Data under study →
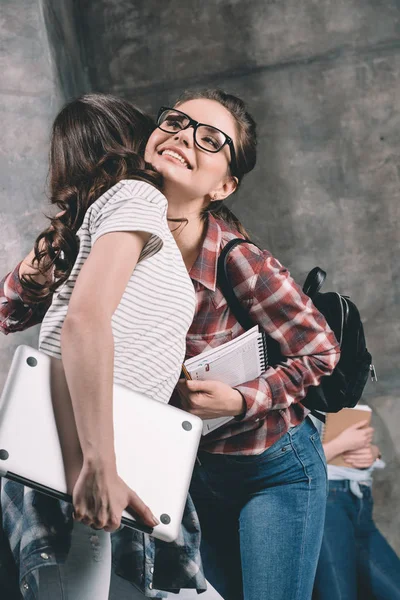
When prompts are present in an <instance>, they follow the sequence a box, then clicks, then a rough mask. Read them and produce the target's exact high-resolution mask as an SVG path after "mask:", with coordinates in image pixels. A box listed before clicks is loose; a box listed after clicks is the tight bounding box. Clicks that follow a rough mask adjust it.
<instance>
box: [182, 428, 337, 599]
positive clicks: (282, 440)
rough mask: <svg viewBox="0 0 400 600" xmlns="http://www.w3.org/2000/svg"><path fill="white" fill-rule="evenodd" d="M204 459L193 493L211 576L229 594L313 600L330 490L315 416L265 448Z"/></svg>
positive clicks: (203, 542) (262, 596)
mask: <svg viewBox="0 0 400 600" xmlns="http://www.w3.org/2000/svg"><path fill="white" fill-rule="evenodd" d="M199 461H200V463H201V464H196V467H195V470H194V474H193V479H192V484H191V489H190V492H191V494H192V498H193V500H194V503H195V505H196V509H197V511H198V514H199V517H200V524H201V528H202V536H203V537H202V548H201V551H202V558H203V565H204V570H205V575H206V577H207V579H208V580H209V581H210V582H211V583H212V585H213V586H214V587H215V588H216V590H217V591H218V592H219V593H220V594H221V596H222V597H223V598H224V600H243V599H244V600H309V599H310V598H311V594H312V588H313V583H314V576H315V571H316V568H317V561H318V555H319V550H320V546H321V541H322V535H323V527H324V516H325V505H326V494H327V480H326V465H325V456H324V452H323V449H322V446H321V442H320V438H319V435H318V432H317V430H316V429H315V427H314V425H313V424H312V423H311V421H310V420H309V419H306V420H305V421H304V422H303V423H302V424H301V425H299V426H297V427H294V428H292V429H291V430H289V432H288V433H286V434H285V435H284V436H283V437H282V438H281V439H280V440H279V441H278V442H276V443H275V444H274V445H273V446H272V447H271V448H268V450H266V451H265V452H263V453H262V454H259V455H256V456H227V455H223V454H210V453H207V452H199Z"/></svg>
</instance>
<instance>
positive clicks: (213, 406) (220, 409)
mask: <svg viewBox="0 0 400 600" xmlns="http://www.w3.org/2000/svg"><path fill="white" fill-rule="evenodd" d="M177 388H178V392H179V395H180V398H181V402H182V405H181V406H182V408H183V409H184V410H186V411H188V412H190V413H192V414H193V415H196V416H198V417H200V418H201V419H214V418H218V417H235V416H237V415H240V414H241V413H242V412H243V410H244V406H243V404H244V399H243V397H242V395H241V393H240V392H238V391H237V390H235V389H234V388H232V387H231V386H230V385H228V384H227V383H223V382H222V381H210V380H203V381H197V380H192V379H189V380H183V379H181V380H180V381H179V383H178V386H177Z"/></svg>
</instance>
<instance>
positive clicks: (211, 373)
mask: <svg viewBox="0 0 400 600" xmlns="http://www.w3.org/2000/svg"><path fill="white" fill-rule="evenodd" d="M266 366H267V348H266V343H265V336H264V334H263V333H262V332H260V330H259V328H258V326H257V325H256V326H255V327H253V328H252V329H249V330H248V331H246V332H245V333H243V334H242V335H240V336H239V337H237V338H235V339H233V340H231V341H229V342H226V344H222V345H221V346H218V347H217V348H212V349H211V350H206V351H205V352H202V353H201V354H198V355H197V356H194V357H193V358H189V359H187V360H186V361H185V363H184V367H185V369H184V372H185V371H186V372H185V375H186V377H188V378H190V379H199V380H204V379H211V380H215V381H222V382H223V383H227V384H228V385H230V386H232V387H234V386H236V385H240V384H242V383H245V382H246V381H251V380H252V379H255V378H256V377H259V376H260V375H261V373H262V372H263V371H265V369H266ZM232 419H233V417H221V418H217V419H206V420H204V421H203V435H207V434H208V433H210V432H211V431H214V430H215V429H217V428H218V427H221V426H222V425H225V424H226V423H228V422H229V421H232Z"/></svg>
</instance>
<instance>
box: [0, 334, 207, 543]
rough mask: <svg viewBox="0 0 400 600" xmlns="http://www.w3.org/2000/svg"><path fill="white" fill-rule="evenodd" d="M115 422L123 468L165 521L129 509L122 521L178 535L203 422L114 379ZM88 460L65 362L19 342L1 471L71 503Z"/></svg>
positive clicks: (12, 384) (2, 397)
mask: <svg viewBox="0 0 400 600" xmlns="http://www.w3.org/2000/svg"><path fill="white" fill-rule="evenodd" d="M113 421H114V440H115V453H116V458H117V470H118V474H119V476H120V477H121V478H122V479H123V480H124V481H125V483H126V484H127V485H128V486H129V487H130V488H132V489H133V490H134V491H135V492H136V493H137V494H138V495H139V497H141V498H142V499H143V501H144V502H145V503H146V504H147V505H148V506H149V507H150V509H151V510H152V512H153V514H154V515H155V516H156V517H157V518H158V520H159V521H160V524H159V525H157V526H156V527H155V528H154V529H152V528H150V527H147V526H146V525H143V524H141V523H139V522H137V521H136V520H135V518H134V516H133V515H131V514H129V513H128V512H127V511H124V513H123V516H122V521H121V522H122V524H123V525H127V526H128V527H133V528H136V529H140V530H142V531H145V532H147V533H149V534H151V535H153V536H154V537H156V538H158V539H161V540H164V541H167V542H170V541H173V540H174V539H176V537H177V536H178V533H179V528H180V524H181V521H182V515H183V510H184V507H185V502H186V497H187V493H188V489H189V485H190V480H191V476H192V471H193V467H194V462H195V460H196V454H197V448H198V444H199V441H200V437H201V433H202V425H203V423H202V420H201V419H199V418H198V417H196V416H194V415H191V414H190V413H186V412H184V411H182V410H180V409H178V408H175V407H173V406H170V405H168V404H164V403H162V402H157V401H155V400H152V399H150V398H148V397H146V396H144V395H143V394H140V393H137V392H133V391H132V390H129V389H128V388H125V387H123V386H121V385H114V390H113ZM81 465H82V453H81V449H80V445H79V439H78V434H77V431H76V427H75V421H74V415H73V410H72V403H71V399H70V397H69V392H68V387H67V383H66V380H65V376H64V372H63V369H62V363H61V361H60V360H58V359H54V358H51V357H49V356H48V355H46V354H44V353H43V352H40V351H38V350H35V349H33V348H31V347H29V346H25V345H23V346H19V347H18V348H17V350H16V352H15V354H14V358H13V361H12V364H11V368H10V370H9V373H8V377H7V380H6V383H5V386H4V389H3V393H2V395H1V399H0V475H1V476H5V477H7V478H9V479H12V480H14V481H18V482H20V483H23V484H24V485H27V486H28V487H31V488H33V489H35V490H37V491H40V492H43V493H45V494H48V495H50V496H53V497H54V498H58V499H61V500H66V501H69V502H71V500H72V490H73V486H74V483H75V481H76V479H77V476H78V474H79V472H80V469H81Z"/></svg>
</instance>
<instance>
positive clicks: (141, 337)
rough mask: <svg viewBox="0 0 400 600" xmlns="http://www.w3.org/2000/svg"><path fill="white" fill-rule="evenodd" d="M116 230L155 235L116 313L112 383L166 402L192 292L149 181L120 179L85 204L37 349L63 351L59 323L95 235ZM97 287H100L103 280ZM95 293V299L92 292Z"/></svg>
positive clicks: (177, 356)
mask: <svg viewBox="0 0 400 600" xmlns="http://www.w3.org/2000/svg"><path fill="white" fill-rule="evenodd" d="M115 231H145V232H148V233H150V234H151V237H150V239H149V241H148V242H147V244H146V245H145V247H144V248H143V251H142V253H141V255H140V258H139V261H138V264H137V265H136V267H135V269H134V271H133V273H132V275H131V277H130V280H129V282H128V285H127V287H126V289H125V291H124V294H123V296H122V298H121V301H120V304H119V305H118V307H117V309H116V311H115V312H114V315H113V317H112V330H113V334H114V348H115V350H114V383H119V384H122V385H125V386H127V387H129V388H131V389H134V390H137V391H140V392H142V393H144V394H147V395H148V396H150V397H152V398H154V399H155V400H159V401H162V402H168V401H169V399H170V396H171V393H172V390H173V388H174V387H175V385H176V382H177V380H178V378H179V375H180V372H181V365H182V361H183V359H184V355H185V338H186V333H187V330H188V328H189V326H190V324H191V322H192V319H193V314H194V309H195V294H194V289H193V285H192V282H191V280H190V277H189V275H188V273H187V270H186V267H185V264H184V262H183V259H182V256H181V253H180V251H179V249H178V247H177V245H176V243H175V240H174V238H173V236H172V234H171V232H170V230H169V227H168V223H167V200H166V198H165V196H163V194H161V193H160V192H159V191H158V190H156V189H155V188H154V187H153V186H151V185H150V184H148V183H144V182H139V181H135V180H123V181H120V182H119V183H117V184H116V185H115V186H113V187H112V188H111V189H109V190H108V191H107V192H106V193H105V194H103V195H102V196H101V197H100V198H98V200H96V202H94V203H93V204H92V206H91V207H90V208H89V209H88V211H87V213H86V215H85V218H84V221H83V223H82V226H81V228H80V229H79V231H78V234H77V235H78V237H79V240H80V247H79V253H78V256H77V259H76V262H75V265H74V267H73V269H72V272H71V275H70V277H69V278H68V280H67V281H66V282H65V283H64V284H63V285H62V286H61V287H60V288H59V289H58V290H57V292H56V293H55V294H54V298H53V302H52V304H51V306H50V308H49V310H48V312H47V314H46V316H45V318H44V320H43V323H42V327H41V331H40V338H39V348H40V350H42V351H43V352H45V353H46V354H49V355H51V356H54V357H56V358H61V347H60V334H61V328H62V325H63V322H64V319H65V317H66V315H67V311H68V303H69V300H70V298H71V294H72V291H73V289H74V285H75V282H76V279H77V277H78V275H79V272H80V270H81V268H82V266H83V264H84V262H85V260H86V259H87V257H88V256H89V253H90V251H91V249H92V247H93V244H94V243H95V242H96V240H97V239H98V238H99V237H100V236H102V235H104V234H106V233H111V232H115ZM104 268H105V269H106V268H107V264H105V265H104ZM98 293H99V294H101V293H102V282H101V281H99V291H98ZM91 300H92V302H93V303H94V302H96V298H95V297H94V298H92V299H91ZM93 352H101V348H93Z"/></svg>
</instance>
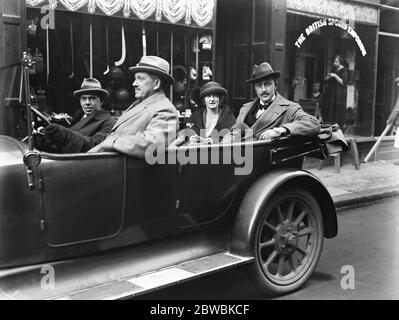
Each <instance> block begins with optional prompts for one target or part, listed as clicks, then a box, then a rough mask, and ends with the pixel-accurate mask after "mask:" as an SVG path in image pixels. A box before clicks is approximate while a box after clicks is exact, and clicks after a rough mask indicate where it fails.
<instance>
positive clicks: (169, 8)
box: [26, 0, 216, 27]
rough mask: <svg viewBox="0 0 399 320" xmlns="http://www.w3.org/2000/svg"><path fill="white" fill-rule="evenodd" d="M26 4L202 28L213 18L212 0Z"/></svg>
mask: <svg viewBox="0 0 399 320" xmlns="http://www.w3.org/2000/svg"><path fill="white" fill-rule="evenodd" d="M26 4H27V5H28V6H29V7H42V6H45V5H48V6H49V8H50V9H56V8H57V7H58V6H62V7H64V8H66V9H67V10H69V11H79V12H84V11H85V8H87V12H88V13H90V14H94V13H95V12H98V11H100V12H101V13H103V14H105V15H107V16H114V15H118V14H119V13H120V12H122V14H123V17H125V18H129V17H132V18H137V19H140V20H147V19H148V20H154V21H165V22H169V23H173V24H175V23H179V24H185V25H194V26H195V25H197V26H199V27H206V26H207V25H209V24H210V23H211V22H212V20H213V13H214V9H215V5H216V0H26ZM97 9H98V10H97ZM96 10H97V11H96Z"/></svg>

Exercise details →
Copy the stretch from the line containing "4L202 28L213 18L212" through the end of the material, reproducing every line unchanged.

Answer space →
rough mask: <svg viewBox="0 0 399 320" xmlns="http://www.w3.org/2000/svg"><path fill="white" fill-rule="evenodd" d="M26 4L202 28L213 18L212 0Z"/></svg>
mask: <svg viewBox="0 0 399 320" xmlns="http://www.w3.org/2000/svg"><path fill="white" fill-rule="evenodd" d="M26 4H27V5H28V6H29V7H42V6H45V5H48V6H49V8H50V9H56V8H57V7H58V6H62V7H64V8H66V9H67V10H69V11H79V12H84V11H85V8H87V12H88V13H90V14H94V13H95V12H98V11H100V12H101V13H103V14H105V15H107V16H114V15H118V14H119V13H120V12H122V14H123V17H125V18H129V17H132V18H137V19H140V20H147V19H148V20H154V21H165V22H169V23H173V24H175V23H179V24H185V25H194V26H195V25H197V26H199V27H206V26H207V25H209V24H210V23H211V22H212V20H213V13H214V9H215V5H216V0H26ZM97 9H98V10H97ZM96 10H97V11H96Z"/></svg>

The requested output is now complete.